* **Task to complete**
The result should be an exact copy of the entries below, free of pictures.

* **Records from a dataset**
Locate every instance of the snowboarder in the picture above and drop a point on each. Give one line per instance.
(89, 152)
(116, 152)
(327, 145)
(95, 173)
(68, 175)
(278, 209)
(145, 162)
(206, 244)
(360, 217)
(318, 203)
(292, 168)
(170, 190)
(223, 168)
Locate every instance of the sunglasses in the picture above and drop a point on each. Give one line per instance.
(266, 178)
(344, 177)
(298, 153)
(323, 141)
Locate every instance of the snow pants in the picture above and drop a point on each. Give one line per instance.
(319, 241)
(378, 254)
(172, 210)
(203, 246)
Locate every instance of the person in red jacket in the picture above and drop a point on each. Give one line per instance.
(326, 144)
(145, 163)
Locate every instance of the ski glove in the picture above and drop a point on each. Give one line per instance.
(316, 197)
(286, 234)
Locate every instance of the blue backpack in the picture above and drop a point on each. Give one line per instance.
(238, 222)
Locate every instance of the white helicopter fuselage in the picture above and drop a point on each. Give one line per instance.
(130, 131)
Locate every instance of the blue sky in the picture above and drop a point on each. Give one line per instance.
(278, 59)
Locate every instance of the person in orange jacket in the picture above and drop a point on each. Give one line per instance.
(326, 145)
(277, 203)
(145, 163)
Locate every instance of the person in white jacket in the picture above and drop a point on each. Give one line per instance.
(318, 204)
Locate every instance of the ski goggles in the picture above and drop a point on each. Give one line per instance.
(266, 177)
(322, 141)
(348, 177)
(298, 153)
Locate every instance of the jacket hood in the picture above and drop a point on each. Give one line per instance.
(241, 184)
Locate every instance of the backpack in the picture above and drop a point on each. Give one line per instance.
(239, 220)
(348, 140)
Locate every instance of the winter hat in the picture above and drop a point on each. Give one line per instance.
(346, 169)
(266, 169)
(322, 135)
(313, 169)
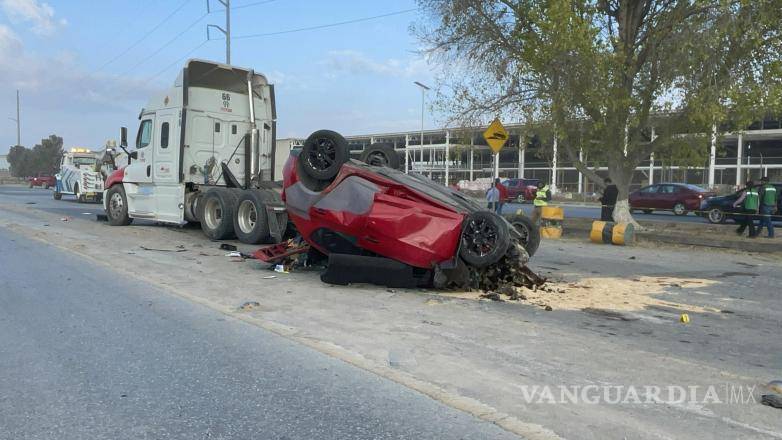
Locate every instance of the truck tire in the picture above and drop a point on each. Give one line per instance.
(530, 235)
(485, 239)
(381, 155)
(216, 212)
(116, 206)
(323, 154)
(251, 223)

* **Exercise response**
Locate every instance of the snowboarder in the picture above and drop a point on each. Give one line per instance.
(89, 152)
(116, 152)
(327, 145)
(95, 173)
(68, 175)
(278, 209)
(145, 162)
(206, 244)
(360, 217)
(318, 203)
(292, 168)
(170, 190)
(223, 168)
Locate every instance of the sunglasses in the picture above and drop a point on each. Give one line per instance.
(266, 178)
(344, 177)
(298, 153)
(323, 141)
Locate every instance of the snow pants in the picture above and drop a point on each. Give one line per instance.
(319, 241)
(378, 254)
(172, 210)
(203, 246)
Locate every instance of the person in red jacket in the picture above and drop a point on each. Give one line per instance.
(326, 144)
(145, 163)
Locate every instance of the ski glove in the picture above and drop a point on each. Give one line per instance.
(316, 197)
(286, 234)
Locate every instance of the blue backpack in the picture above and drop a point on each. Give one line per instance.
(238, 222)
Locate every instance of the white helicopter fuselage in the picture above and drop a point on each. Give one line per instance.
(130, 131)
Locate every instance of the blue sky in the picture above and drop a point on each. Give one line per instance.
(278, 59)
Locate every instance of the person in orange jacket in the picture above and drop a point on each. Give one line per instance.
(326, 145)
(277, 203)
(145, 163)
Locate every instance of the person in white jacket in the picture above and drop a point on each. Give one line per instance.
(318, 204)
Locate every instance of the ski goggles in the picture above and drop a point on each. Give one line per instance.
(266, 177)
(322, 141)
(348, 177)
(298, 153)
Locate every instance of the jacket hood in the picture above and drop a point on each. Give one line per instance.
(241, 184)
Locate every instance of the backpack in the picture above and drop a point on each. Give one line per instance.
(239, 220)
(348, 140)
Locate every instance of the winter hat in the picture above and drop a point on each. Give one line per instance.
(346, 169)
(266, 169)
(322, 135)
(313, 169)
Locate every instance of the truck tire in the picture above and drop a point on each. Give one line per instance.
(530, 235)
(485, 239)
(381, 155)
(216, 212)
(116, 206)
(323, 154)
(251, 223)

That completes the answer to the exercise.